Provided entries:
^^^^^^^^

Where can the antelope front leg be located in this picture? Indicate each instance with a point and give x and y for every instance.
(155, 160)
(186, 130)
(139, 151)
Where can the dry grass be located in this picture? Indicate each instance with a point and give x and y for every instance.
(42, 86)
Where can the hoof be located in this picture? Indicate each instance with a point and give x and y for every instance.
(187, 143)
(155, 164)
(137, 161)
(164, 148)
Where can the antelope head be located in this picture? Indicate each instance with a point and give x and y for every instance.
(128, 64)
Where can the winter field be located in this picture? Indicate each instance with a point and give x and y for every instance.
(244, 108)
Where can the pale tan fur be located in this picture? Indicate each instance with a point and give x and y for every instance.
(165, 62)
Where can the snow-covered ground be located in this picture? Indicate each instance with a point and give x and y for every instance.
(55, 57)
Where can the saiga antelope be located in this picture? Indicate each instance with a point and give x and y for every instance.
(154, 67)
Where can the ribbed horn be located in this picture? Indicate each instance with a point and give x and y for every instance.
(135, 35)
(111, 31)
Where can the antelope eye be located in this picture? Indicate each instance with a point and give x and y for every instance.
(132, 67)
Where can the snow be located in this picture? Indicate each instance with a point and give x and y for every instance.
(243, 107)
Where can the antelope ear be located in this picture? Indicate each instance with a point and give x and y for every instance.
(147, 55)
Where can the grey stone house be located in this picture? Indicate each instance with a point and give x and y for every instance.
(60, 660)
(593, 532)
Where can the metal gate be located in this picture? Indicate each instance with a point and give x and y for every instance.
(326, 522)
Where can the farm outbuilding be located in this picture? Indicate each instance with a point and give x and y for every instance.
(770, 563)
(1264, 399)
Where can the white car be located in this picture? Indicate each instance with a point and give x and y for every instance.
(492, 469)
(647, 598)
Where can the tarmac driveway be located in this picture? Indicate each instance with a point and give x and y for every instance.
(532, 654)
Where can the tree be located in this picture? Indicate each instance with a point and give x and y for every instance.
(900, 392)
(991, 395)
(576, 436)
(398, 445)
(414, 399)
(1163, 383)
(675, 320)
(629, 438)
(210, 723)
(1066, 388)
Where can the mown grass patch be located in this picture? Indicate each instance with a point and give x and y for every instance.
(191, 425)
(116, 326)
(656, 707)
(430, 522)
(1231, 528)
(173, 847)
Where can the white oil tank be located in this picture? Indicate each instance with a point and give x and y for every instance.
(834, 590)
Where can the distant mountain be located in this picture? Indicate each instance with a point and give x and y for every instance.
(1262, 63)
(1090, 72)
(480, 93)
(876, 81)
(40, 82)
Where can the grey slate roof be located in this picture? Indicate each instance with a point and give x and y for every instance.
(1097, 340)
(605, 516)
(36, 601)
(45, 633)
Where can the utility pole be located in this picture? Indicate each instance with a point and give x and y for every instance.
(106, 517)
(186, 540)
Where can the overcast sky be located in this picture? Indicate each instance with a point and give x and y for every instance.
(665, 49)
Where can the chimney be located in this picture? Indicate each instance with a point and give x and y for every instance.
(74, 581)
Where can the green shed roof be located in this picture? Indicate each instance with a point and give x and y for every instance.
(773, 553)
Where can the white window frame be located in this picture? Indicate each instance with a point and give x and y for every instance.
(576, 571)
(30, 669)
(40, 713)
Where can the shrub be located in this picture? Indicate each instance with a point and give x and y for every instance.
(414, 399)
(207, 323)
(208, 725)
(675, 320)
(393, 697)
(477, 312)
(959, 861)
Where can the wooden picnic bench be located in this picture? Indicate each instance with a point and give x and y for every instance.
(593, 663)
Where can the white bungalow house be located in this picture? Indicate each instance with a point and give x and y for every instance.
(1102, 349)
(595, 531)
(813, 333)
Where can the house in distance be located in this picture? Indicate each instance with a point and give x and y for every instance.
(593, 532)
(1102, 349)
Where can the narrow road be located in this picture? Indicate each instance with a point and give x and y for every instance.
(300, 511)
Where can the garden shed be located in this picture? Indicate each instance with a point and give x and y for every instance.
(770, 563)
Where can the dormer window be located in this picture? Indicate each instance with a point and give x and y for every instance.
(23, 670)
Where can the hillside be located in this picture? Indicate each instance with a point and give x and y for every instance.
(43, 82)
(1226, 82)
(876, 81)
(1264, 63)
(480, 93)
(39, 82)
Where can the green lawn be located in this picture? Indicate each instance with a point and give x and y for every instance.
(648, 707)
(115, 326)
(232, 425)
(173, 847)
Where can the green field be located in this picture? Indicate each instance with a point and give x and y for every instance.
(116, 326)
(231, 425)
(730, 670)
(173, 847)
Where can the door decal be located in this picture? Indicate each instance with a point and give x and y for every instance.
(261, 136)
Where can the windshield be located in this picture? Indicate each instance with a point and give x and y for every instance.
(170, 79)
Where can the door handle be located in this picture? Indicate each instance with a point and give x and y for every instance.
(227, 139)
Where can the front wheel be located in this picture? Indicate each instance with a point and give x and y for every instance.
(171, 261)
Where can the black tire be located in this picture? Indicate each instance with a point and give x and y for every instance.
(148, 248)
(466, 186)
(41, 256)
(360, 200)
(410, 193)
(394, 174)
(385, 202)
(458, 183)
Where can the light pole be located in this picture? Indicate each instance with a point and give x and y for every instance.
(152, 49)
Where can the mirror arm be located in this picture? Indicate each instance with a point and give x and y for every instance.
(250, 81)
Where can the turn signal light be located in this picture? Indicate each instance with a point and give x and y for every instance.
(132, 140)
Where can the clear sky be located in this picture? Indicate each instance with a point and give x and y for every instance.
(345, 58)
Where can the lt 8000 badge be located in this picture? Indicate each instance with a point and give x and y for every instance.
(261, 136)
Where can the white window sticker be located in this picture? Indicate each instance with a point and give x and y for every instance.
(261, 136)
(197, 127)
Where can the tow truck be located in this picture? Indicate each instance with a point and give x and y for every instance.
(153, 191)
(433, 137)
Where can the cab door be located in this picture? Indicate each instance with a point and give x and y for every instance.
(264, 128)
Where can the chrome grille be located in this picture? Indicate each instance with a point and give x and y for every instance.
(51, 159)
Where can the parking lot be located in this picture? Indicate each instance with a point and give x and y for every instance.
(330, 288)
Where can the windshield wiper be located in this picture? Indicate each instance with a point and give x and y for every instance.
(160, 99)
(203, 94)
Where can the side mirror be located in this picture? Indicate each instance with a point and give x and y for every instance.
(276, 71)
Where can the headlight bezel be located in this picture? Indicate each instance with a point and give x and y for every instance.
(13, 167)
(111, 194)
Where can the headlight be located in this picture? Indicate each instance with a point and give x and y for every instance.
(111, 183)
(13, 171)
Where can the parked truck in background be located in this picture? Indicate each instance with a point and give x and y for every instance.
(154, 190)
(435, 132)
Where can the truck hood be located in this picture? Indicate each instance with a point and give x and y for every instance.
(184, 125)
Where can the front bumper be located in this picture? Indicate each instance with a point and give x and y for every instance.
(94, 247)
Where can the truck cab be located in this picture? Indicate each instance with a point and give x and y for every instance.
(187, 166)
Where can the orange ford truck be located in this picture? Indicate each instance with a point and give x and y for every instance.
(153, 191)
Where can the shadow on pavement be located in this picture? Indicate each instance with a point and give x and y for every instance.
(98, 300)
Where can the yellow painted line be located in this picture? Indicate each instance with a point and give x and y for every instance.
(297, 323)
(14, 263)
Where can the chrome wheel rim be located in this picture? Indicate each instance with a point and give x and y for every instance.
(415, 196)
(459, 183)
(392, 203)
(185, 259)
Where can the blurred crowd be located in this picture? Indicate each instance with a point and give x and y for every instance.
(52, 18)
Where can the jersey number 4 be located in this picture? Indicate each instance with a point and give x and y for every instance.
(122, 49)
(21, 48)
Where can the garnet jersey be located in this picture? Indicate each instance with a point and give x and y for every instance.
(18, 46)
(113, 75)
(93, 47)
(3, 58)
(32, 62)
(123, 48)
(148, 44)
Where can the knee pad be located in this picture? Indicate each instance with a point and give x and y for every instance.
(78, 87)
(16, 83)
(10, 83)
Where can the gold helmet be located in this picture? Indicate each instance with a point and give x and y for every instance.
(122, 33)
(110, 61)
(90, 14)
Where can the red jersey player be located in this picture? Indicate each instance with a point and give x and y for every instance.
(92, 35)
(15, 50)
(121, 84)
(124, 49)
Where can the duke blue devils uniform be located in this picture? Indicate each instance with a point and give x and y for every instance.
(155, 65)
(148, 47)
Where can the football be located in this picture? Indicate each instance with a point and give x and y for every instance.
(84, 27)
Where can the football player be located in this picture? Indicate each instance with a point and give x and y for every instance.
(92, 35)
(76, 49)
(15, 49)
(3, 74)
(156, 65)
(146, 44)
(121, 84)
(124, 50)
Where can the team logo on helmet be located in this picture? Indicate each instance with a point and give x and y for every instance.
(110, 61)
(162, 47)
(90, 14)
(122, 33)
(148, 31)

^^^^^^^^

Task description: Lines from the one containing "Where can the gold" through the end of the entries above must be copied exactly; include both ends and no other lines.

Answer for this exercise:
Where can the gold helmet be located in this picture? Indicate each instance with a point and give x and y for every instance.
(122, 33)
(110, 61)
(90, 14)
Where can the red jersey player be located in this picture? Indicate each instance with a point and give x and y for every instance.
(92, 35)
(15, 50)
(121, 84)
(124, 49)
Where can the duke blue devils uniform be located in this picture? Indicate each instance with a point and give x and y for every instance.
(155, 65)
(148, 47)
Where can the football be located in this picture? Indicate each instance with a point and give x and y for every instance.
(84, 27)
Where can the football player be located in this picture? Indicate each instance with a point and give x and y for every instance.
(92, 35)
(76, 49)
(15, 49)
(3, 74)
(156, 65)
(146, 44)
(121, 84)
(124, 50)
Where can the team logo on helmet be located in this picture? Indicate each instance with a point and give x and y for every instance.
(110, 61)
(162, 47)
(90, 14)
(122, 33)
(148, 31)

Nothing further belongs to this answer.